> _Stated exercise 1_
Copy the Friday the 13th post from "i grew up on" to "now i'm certain.", substituting "teenage years" for "childhood".
> _Stated exercise 2_
Proceed with the Friday the 13th post, writing on from its final sentence.

** Begin Passage **

Sunday, May 10, 2009

Friday the 13th: The Franchise (1980-2009)

i grew up on slasher flicks, and this is the series on which i cut my cinematic teeth. memoirs of a misspent youth aside, suffice to say that not a calendar friday the 13th passed without me and a handful of reluctant friends commemorating the event with a jason marathon. nostalgia being what it is, my heart has always belonged to jason voorhees. i count myself among the camp crystal lake alumni, and as such, everything i know about horror films begins and ends at the bottom of that lake. too bad that’s where most of it belongs. i've always suspected i wasted my childhood; upon rewatching this franchise - film by film, start to finish, in preparation for this year's installment - now i'm certain.

** End Passage **
** Begin Data excerpts **

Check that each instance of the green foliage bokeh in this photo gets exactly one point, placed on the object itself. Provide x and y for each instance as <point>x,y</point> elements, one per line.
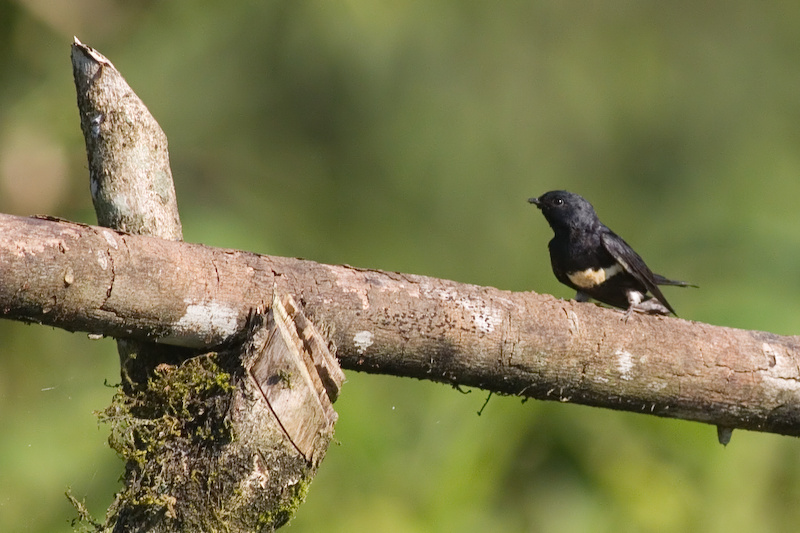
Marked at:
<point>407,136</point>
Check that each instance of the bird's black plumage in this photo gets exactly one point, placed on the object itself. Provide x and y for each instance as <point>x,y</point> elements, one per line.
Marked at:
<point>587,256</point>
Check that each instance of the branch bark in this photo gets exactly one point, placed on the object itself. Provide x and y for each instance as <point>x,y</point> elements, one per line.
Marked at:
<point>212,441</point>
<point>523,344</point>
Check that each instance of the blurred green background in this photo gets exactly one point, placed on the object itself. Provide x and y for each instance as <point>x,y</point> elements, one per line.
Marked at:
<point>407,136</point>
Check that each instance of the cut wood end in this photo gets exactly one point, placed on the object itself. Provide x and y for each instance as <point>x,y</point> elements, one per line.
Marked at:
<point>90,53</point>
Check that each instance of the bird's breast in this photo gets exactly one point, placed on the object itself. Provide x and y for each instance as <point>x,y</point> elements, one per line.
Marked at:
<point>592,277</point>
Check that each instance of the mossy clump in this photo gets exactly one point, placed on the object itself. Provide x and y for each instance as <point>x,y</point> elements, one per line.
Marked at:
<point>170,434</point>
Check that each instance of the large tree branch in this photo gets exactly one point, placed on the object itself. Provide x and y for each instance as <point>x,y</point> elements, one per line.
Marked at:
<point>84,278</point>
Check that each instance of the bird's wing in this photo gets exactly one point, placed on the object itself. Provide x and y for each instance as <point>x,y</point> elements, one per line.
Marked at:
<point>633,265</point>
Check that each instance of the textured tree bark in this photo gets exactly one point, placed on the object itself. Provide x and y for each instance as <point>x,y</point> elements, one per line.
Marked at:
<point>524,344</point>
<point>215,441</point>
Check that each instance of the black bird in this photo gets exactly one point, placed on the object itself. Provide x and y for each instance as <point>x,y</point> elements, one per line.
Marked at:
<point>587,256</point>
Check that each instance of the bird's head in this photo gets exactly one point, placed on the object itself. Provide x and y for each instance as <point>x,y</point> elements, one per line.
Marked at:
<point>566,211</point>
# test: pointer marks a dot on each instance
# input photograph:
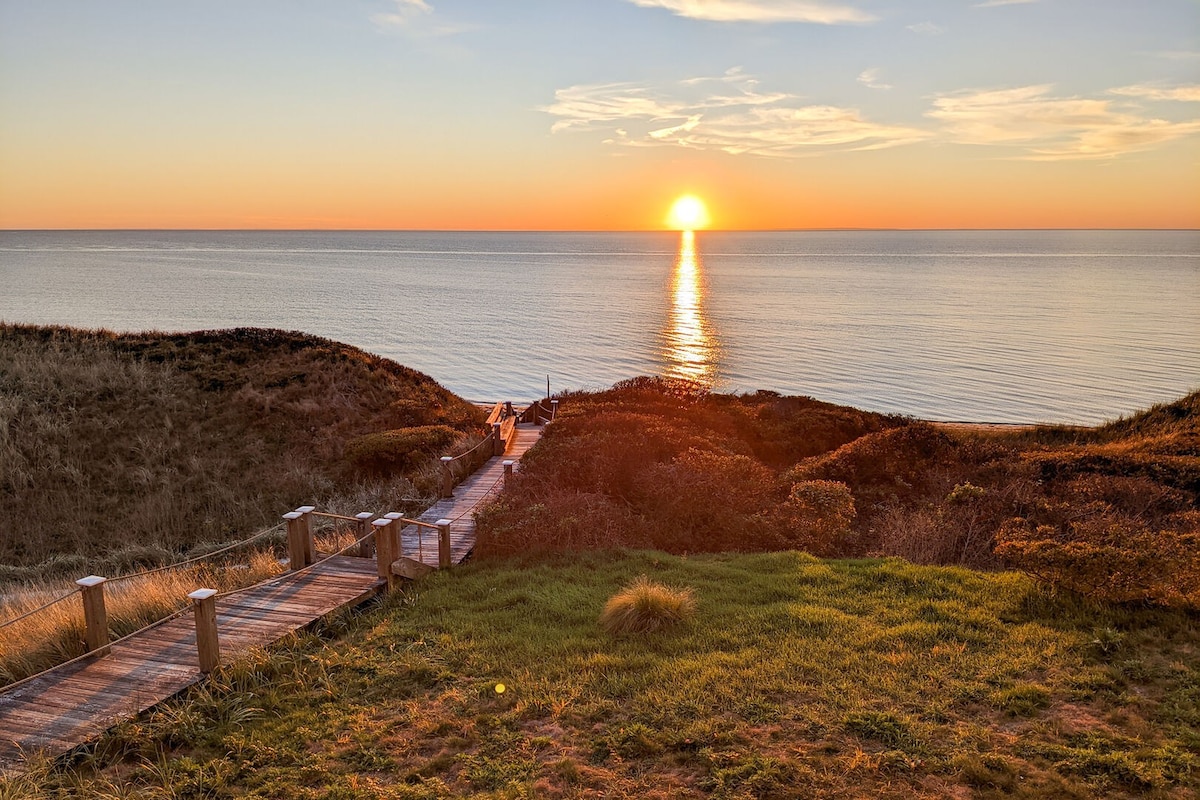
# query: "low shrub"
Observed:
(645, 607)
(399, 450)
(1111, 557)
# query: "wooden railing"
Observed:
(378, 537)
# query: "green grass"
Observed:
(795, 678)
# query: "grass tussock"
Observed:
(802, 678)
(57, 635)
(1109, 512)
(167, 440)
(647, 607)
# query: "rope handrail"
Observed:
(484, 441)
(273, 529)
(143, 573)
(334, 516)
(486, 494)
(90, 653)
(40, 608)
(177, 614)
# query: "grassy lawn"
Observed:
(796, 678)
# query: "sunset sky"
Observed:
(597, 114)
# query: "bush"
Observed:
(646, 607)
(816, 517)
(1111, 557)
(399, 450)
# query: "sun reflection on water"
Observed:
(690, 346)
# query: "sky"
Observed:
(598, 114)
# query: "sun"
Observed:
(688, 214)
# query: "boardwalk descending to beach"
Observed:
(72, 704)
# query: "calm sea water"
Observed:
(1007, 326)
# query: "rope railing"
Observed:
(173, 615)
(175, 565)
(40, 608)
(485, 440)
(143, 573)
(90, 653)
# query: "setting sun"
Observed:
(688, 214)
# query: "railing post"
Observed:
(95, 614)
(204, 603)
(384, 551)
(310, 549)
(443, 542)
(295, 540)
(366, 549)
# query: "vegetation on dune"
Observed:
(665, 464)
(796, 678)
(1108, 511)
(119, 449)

** End Data excerpts **

> _Task answer 1_
i grew up on slasher flicks, and this is the series on which i cut my cinematic teeth. memoirs of a misspent youth aside, suffice to say that not a calendar friday the 13th passed without me and a handful of reluctant friends commemorating the event with a jason marathon. nostalgia being what it is, my heart has always belonged to jason voorhees. i count myself among the camp crystal lake alumni, and as such, everything i know about horror films begins and ends at the bottom of that lake. too bad that’s where most of it belongs. i've always suspected i wasted my teenage years; upon rewatching this franchise - film by film, start to finish, in preparation for this year's installment - now i'm certain.

> _Task answer 2_
while friday the 13th established most of the rules for the modern slasher film, the series provides almost none of the content. it lacks the genuine terror of the halloween movies, the grittiness of the texas chainsaw massacres, the ingenuity of the various holiday slashers (black christmas, my bloody valentine, april fool's day, etc), and the gender-bending bizarreness of the sleepaway camp films. even the nightmare on elm street series, which i scorned as a child for being too unrealistic to be properly frightening, is at least uncanny at its core. though one of the quintessential slasher franchises, friday the 13th lacks something fundamental to the genre: horror. the plot is repetitively predictable; the characters are neither compelling enough to save nor obnoxious enough to need killing; the kills themselves are tragically short on blood; the nudity is lacklustre; manfredini's grandiose score serves as a didactic laugh-track (especially when compared with carpenter's minimalist yet terrifying halloween theme); and both the writing and acting are abysmal, even by '80s horror film standards. i'm sorry, but this shit is borderline unwatchable.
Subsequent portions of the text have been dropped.